#### [Required work]
Look through the material for lines with the word "lake", and copy each one.

#### [Data provided]
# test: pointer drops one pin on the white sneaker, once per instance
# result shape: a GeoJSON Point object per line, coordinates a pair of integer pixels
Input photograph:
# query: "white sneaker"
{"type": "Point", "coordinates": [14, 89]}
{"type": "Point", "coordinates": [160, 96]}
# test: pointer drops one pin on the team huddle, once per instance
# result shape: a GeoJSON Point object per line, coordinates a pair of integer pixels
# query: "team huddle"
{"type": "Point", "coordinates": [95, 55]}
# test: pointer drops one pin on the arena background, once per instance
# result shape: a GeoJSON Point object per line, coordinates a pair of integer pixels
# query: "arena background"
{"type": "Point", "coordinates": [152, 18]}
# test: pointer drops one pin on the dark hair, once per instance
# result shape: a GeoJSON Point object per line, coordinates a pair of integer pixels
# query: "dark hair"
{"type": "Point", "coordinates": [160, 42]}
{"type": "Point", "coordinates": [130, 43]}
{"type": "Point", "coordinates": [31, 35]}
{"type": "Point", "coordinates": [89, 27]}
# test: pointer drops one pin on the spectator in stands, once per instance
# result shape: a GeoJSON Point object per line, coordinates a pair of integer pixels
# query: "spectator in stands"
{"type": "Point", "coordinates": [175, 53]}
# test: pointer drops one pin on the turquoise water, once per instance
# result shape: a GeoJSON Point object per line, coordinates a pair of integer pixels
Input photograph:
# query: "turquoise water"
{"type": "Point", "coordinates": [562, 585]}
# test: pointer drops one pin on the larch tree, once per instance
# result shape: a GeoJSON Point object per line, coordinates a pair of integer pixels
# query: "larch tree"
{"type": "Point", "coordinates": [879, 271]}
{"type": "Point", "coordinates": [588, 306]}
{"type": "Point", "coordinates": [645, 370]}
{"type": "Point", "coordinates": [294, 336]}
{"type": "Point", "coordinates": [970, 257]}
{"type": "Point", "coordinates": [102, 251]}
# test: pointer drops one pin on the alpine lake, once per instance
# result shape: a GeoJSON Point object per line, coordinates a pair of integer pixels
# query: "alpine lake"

#### [Solution to the exercise]
# test: pointer drops one pin on the alpine lake, once per instance
# query: "alpine lake"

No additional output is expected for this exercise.